§ RAW DATA
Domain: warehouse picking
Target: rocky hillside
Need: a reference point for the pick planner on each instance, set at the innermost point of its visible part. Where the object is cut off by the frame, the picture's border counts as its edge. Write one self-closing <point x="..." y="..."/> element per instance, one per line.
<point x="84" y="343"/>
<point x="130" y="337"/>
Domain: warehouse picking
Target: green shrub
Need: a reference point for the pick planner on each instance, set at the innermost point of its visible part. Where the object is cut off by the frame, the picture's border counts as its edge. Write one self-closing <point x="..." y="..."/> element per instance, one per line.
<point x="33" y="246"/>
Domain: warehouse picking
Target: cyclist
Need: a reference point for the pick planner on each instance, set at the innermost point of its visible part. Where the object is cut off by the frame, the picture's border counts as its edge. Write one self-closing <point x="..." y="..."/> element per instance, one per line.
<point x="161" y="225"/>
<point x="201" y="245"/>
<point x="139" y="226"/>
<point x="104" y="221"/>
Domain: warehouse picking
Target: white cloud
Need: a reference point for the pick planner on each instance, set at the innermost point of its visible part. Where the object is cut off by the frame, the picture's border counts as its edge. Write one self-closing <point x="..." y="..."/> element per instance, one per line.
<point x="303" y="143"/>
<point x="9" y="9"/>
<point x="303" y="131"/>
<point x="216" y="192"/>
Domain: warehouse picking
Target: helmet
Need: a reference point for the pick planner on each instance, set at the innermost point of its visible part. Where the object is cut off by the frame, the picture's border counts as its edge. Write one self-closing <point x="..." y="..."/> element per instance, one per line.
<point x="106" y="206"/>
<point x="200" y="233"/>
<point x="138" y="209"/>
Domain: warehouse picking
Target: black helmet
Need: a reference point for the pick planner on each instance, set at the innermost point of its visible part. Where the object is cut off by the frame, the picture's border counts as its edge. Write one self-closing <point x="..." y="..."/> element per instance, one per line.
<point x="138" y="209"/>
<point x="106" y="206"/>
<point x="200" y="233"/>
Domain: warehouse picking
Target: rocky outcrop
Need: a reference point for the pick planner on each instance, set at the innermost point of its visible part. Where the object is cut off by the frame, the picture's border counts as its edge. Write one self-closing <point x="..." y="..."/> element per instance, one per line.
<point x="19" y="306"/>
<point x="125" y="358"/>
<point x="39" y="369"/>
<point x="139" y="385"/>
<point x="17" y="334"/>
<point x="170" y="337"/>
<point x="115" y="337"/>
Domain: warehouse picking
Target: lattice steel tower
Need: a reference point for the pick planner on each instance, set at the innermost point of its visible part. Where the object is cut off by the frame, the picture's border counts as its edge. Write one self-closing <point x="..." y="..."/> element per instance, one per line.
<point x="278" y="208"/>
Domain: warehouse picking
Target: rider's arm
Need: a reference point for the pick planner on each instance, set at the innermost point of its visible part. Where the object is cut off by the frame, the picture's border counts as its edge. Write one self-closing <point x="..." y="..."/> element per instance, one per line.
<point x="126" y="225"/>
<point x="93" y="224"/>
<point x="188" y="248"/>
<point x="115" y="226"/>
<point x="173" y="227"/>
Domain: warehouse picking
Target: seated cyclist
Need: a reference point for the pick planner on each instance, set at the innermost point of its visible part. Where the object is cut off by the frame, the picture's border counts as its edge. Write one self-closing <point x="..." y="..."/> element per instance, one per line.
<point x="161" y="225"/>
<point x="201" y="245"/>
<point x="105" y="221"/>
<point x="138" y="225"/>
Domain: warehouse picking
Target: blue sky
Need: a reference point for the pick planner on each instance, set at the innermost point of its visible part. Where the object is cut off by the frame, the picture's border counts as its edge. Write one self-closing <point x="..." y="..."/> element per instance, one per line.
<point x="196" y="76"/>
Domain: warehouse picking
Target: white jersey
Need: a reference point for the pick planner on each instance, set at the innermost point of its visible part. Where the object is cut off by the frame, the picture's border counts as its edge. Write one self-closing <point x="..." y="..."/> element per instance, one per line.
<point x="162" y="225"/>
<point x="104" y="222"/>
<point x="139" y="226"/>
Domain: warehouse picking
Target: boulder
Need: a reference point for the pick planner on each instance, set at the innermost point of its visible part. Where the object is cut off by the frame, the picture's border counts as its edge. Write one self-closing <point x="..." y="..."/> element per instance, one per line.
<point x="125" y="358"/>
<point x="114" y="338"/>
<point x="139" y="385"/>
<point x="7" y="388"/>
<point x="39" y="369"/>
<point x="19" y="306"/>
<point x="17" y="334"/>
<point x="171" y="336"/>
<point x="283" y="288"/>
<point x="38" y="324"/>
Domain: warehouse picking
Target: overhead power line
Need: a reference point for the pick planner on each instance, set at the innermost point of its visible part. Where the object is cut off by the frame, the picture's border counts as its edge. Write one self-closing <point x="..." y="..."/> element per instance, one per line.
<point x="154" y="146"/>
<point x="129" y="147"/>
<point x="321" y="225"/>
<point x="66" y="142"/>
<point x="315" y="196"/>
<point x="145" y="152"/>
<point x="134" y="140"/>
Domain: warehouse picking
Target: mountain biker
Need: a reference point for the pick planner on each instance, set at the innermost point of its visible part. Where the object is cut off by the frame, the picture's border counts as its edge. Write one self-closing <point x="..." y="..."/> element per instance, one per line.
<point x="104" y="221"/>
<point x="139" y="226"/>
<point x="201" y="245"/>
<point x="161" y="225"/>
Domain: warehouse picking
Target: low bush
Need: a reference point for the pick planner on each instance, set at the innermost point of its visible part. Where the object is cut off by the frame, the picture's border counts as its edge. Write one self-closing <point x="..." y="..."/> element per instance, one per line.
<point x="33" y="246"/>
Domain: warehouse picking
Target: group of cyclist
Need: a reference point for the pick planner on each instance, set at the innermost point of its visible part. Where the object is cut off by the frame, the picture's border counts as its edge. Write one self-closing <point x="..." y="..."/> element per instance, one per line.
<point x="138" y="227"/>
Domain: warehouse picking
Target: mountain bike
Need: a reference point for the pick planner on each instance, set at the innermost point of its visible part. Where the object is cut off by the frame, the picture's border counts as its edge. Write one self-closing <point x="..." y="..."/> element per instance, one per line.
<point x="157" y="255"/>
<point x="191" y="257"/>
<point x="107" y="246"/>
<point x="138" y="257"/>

§ TASK STATEMENT
Each line of the material above must be retyped precisely.

§ EXERCISE ANSWER
Domain: warehouse picking
Target: rocky hillside
Need: a reference point for the pick planner on each instance, set at the innermost point of its visible part. Where the object is cut off by the frame, the picture's border counts as its edge. Write one self-closing <point x="..." y="..."/> element per instance, one per line.
<point x="84" y="343"/>
<point x="130" y="337"/>
Domain: warehouse picking
Target: green shrub
Need: a reference point for the pick planner on each instance, set at the innermost point of its visible part. Where the object is cut off by the frame, the picture's border counts as its edge. Write one self-closing <point x="..." y="..."/> element per instance, one per line.
<point x="33" y="246"/>
Domain: warehouse picking
Target: cyclist
Need: a reference point for the pick planner on each instance, set at the innermost point of its visible part. Where the object is cut off by the frame, the picture's border counts as its edge. Write one self-closing <point x="..." y="..."/> element per instance, one per line.
<point x="161" y="225"/>
<point x="201" y="245"/>
<point x="139" y="226"/>
<point x="104" y="221"/>
Domain: warehouse picking
Target: white cloud
Need: a reference point for the pick planner on each instance, set at the innermost point of its visible part. Where the object is cut off by the frame, the picture's border counts as its edge. Write one self-closing <point x="..." y="..."/> element per instance, one per line.
<point x="303" y="143"/>
<point x="9" y="9"/>
<point x="303" y="131"/>
<point x="216" y="192"/>
Domain: warehouse picking
Target: helmet
Need: a reference point for the pick planner on each instance, set at the innermost point of its visible part. Where the object is cut off by the frame, the picture's border counts as its edge. Write one self-closing <point x="..." y="..."/> element per instance, one per line.
<point x="106" y="206"/>
<point x="200" y="233"/>
<point x="138" y="209"/>
Domain: warehouse picking
Target: black helmet
Need: a reference point for the pick planner on each instance, set at the innermost point of its visible part. Where the object is cut off by the frame, the picture's border counts as its edge. Write one self-closing <point x="..." y="..."/> element per instance, one per line.
<point x="138" y="209"/>
<point x="106" y="206"/>
<point x="200" y="233"/>
Domain: warehouse picking
Target: rocky outcrop
Need: a reference point for the pick planner on each instance, set at the innermost point of its visible part. Where the object is cut off by the frame, the picture's border counts as its edge. Write one self-closing <point x="..." y="..."/> element per instance, one per line.
<point x="19" y="306"/>
<point x="125" y="358"/>
<point x="39" y="369"/>
<point x="139" y="385"/>
<point x="17" y="334"/>
<point x="170" y="337"/>
<point x="115" y="337"/>
Domain: warehouse picking
Target: lattice steel tower
Need: a reference point for the pick planner on each instance, set at the innermost point of its visible part. Where the object is cut off by the frame, the picture's border counts as its edge. Write one self-closing <point x="..." y="..."/> element per instance, one per line.
<point x="278" y="208"/>
Domain: warehouse picking
Target: rider's arm
Need: a reference point for the pick planner on each instance, set at the innermost point of its visible part. Where the object is cut off by the frame, the picture's border counts as its edge. Write one self-closing <point x="..." y="..."/> element per instance, one per line.
<point x="126" y="225"/>
<point x="93" y="224"/>
<point x="188" y="248"/>
<point x="115" y="226"/>
<point x="173" y="227"/>
Domain: warehouse picking
Target: seated cyclist
Need: a reference point for the pick planner on each instance, set at the innermost point of its visible part. Where the object is cut off by the frame, the picture's border counts as its edge. Write one self-closing <point x="..." y="..."/> element per instance, one per line.
<point x="161" y="225"/>
<point x="201" y="245"/>
<point x="105" y="221"/>
<point x="138" y="225"/>
Domain: warehouse picking
Target: blue sky
Need: a reference point for the pick planner on each instance, set at the innermost point of its visible part. Where the object is cut off by the frame, the picture's border counts as its edge. Write one self-closing <point x="..." y="..."/> element per instance, one per line.
<point x="196" y="76"/>
Domain: warehouse picking
Target: white jersey
Need: a reference point for the pick planner on each instance, set at the innermost point of its visible part. Where the object is cut off by the frame, the picture's border counts as its edge. Write one self-closing <point x="..." y="..."/> element per instance, one per line.
<point x="162" y="225"/>
<point x="104" y="222"/>
<point x="139" y="226"/>
Domain: warehouse picking
Target: boulder
Need: a reference point for the pick planner on each instance, set at the innermost point of its visible part. Where the object is cut off by the frame, the picture's border counts as its edge. Write one self-closing <point x="..." y="..."/> element per instance, one per line.
<point x="125" y="358"/>
<point x="114" y="338"/>
<point x="139" y="385"/>
<point x="7" y="388"/>
<point x="39" y="369"/>
<point x="19" y="306"/>
<point x="17" y="334"/>
<point x="171" y="336"/>
<point x="283" y="288"/>
<point x="38" y="324"/>
Domain: warehouse picking
Target: overhead power line
Need: a reference point for the pick planner on each instance, set at the innermost point of its visible part. Where the object is cut off by the frame, the picture's border counts as its edge. Write one self-closing <point x="..." y="..."/> element per instance, one per line.
<point x="154" y="146"/>
<point x="129" y="147"/>
<point x="321" y="225"/>
<point x="66" y="142"/>
<point x="315" y="196"/>
<point x="145" y="152"/>
<point x="134" y="140"/>
Domain: warehouse picking
Target: mountain biker
Need: a reference point for the pick planner on each instance, set at the innermost point of its visible part. Where the object is cut off by the frame, the picture's border counts as its edge. Write one self-closing <point x="..." y="..."/> element per instance, one per line.
<point x="104" y="221"/>
<point x="139" y="226"/>
<point x="201" y="245"/>
<point x="161" y="225"/>
Domain: warehouse picking
Target: low bush
Need: a reference point for the pick planner on each instance, set at the innermost point of its visible part. Where the object is cut off by the frame, the picture's border counts as its edge. Write one self-closing <point x="..." y="..."/> element per instance, one per line.
<point x="33" y="246"/>
Domain: warehouse picking
Target: group of cyclist
Need: a reference point for the pick planner on each instance, set at the innermost point of its visible part. Where the object is cut off by the frame, the picture's border counts as its edge. Write one self-closing <point x="..." y="..."/> element per instance, one per line.
<point x="138" y="227"/>
Domain: warehouse picking
Target: mountain bike
Need: a reference point for the pick planner on each instance, set at the innermost point of its visible part. Where the object is cut off by the frame, the picture's border counts as its edge. Write one self-closing <point x="..." y="..."/> element per instance, one per line.
<point x="157" y="255"/>
<point x="191" y="257"/>
<point x="107" y="246"/>
<point x="138" y="257"/>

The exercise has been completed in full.